Dataset entries:
•••••

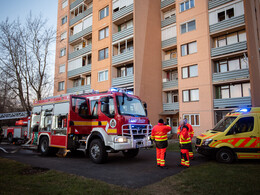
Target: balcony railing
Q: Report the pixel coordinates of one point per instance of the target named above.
(171, 106)
(122, 34)
(227, 24)
(75, 3)
(122, 12)
(169, 42)
(166, 3)
(81, 16)
(85, 88)
(80, 70)
(215, 3)
(170, 84)
(169, 63)
(80, 52)
(123, 57)
(228, 49)
(232, 102)
(231, 75)
(123, 80)
(80, 34)
(168, 21)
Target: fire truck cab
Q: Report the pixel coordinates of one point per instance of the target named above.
(237, 136)
(97, 123)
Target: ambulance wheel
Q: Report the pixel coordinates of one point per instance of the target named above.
(97, 151)
(225, 156)
(10, 138)
(131, 153)
(44, 146)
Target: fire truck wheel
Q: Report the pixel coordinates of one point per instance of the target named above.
(97, 151)
(225, 156)
(10, 138)
(131, 153)
(44, 146)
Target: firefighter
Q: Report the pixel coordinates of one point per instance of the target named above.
(185, 141)
(159, 135)
(191, 133)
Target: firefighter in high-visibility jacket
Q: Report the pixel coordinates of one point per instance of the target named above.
(159, 135)
(191, 133)
(185, 142)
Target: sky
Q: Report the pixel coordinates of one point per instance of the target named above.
(14, 9)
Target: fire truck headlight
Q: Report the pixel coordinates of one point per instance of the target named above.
(120, 139)
(206, 142)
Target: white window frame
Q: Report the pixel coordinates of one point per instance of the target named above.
(189, 120)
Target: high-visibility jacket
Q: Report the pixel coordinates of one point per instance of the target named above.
(159, 134)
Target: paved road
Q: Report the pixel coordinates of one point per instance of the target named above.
(131, 173)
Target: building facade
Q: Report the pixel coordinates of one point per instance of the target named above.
(185, 58)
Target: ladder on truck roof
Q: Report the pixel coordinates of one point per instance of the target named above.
(13, 115)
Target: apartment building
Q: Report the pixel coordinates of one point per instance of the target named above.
(185, 58)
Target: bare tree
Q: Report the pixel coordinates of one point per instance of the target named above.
(24, 58)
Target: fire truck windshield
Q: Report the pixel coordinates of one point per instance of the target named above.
(130, 106)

•••••

*Exercise description*. Copy exactly the line containing "Target: building facade" and every line after it, ending with the last line of the records above.

*Written answer*.
Target: building facade
Q: Report the pixel coordinates of one point per instance of the target named above.
(185, 58)
Target: ladder on truck roof
Q: Report the pixel coordinates of one point per instance of the target named above.
(13, 115)
Target: apartment building
Q: Report the pixel coordinates of one point per instance of the target named above.
(185, 58)
Target: bare tree
Q: Report the pixel coordinates of one point per instance of the target named above.
(24, 58)
Target: fire truck windshield
Q: Report the pixel coordinates of one point per instance of the target named above.
(130, 106)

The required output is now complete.